◆ AIM OF THE TASK:
Pick out every line of the listing below that contains the word "green" and copy each one.

● ● ● ● ●

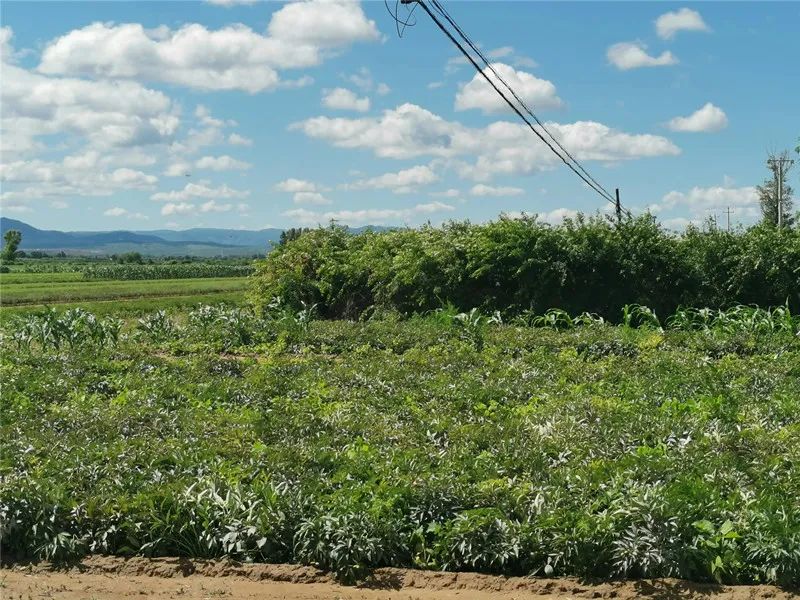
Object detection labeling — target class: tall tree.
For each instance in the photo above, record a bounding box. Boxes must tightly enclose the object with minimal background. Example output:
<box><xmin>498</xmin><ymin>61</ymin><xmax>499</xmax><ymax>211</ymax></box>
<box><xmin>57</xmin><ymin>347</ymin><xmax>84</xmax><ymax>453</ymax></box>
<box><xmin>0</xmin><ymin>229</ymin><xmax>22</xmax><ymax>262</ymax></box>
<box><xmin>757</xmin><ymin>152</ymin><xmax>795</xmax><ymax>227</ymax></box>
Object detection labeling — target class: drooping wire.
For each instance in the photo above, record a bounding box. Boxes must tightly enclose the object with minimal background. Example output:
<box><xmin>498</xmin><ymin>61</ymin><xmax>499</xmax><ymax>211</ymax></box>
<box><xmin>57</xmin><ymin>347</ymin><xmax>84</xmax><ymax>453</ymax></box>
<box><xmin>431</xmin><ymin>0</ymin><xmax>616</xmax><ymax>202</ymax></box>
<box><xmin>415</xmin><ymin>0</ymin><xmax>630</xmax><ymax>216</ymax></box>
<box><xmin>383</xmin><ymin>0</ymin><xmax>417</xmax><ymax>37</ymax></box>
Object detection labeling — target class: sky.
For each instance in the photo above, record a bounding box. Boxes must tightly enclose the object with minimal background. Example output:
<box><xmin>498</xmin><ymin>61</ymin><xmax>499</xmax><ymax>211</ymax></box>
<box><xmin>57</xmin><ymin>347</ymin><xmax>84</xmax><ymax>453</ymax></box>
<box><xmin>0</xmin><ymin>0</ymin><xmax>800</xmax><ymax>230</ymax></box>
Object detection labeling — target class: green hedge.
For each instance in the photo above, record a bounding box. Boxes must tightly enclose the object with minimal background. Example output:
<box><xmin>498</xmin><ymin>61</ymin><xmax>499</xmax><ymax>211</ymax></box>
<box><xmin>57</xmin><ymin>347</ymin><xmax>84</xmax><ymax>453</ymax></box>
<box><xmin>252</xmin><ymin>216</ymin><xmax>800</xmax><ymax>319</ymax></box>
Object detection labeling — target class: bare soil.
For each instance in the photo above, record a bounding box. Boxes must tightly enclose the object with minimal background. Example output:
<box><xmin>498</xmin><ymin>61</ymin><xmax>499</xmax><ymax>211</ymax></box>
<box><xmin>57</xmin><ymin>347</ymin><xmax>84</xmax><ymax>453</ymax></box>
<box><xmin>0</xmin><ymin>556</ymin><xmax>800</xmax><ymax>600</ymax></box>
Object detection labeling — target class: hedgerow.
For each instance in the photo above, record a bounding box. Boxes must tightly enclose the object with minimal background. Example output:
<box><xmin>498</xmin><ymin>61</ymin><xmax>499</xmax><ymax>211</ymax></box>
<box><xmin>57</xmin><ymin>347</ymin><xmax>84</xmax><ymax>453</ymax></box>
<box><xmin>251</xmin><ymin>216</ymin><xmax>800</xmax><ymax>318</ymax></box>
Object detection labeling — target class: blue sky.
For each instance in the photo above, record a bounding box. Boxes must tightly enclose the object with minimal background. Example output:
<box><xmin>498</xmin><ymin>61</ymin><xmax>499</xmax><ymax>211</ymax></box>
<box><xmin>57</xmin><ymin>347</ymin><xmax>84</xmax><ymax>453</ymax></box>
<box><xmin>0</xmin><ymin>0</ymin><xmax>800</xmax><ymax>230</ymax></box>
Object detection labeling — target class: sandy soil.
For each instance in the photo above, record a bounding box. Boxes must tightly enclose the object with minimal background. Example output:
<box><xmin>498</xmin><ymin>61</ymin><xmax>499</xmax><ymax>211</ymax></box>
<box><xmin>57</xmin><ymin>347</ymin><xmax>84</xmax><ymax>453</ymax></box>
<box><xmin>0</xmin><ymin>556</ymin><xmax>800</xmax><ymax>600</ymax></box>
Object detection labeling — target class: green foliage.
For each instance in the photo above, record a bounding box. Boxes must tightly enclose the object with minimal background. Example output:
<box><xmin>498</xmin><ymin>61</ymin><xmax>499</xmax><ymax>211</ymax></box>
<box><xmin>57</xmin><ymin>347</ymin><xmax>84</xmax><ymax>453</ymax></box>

● ● ● ● ●

◆ EXERCISE OUTPUT:
Object detection labeling — target class: green hedge.
Object detection labeling — target class: green foliage.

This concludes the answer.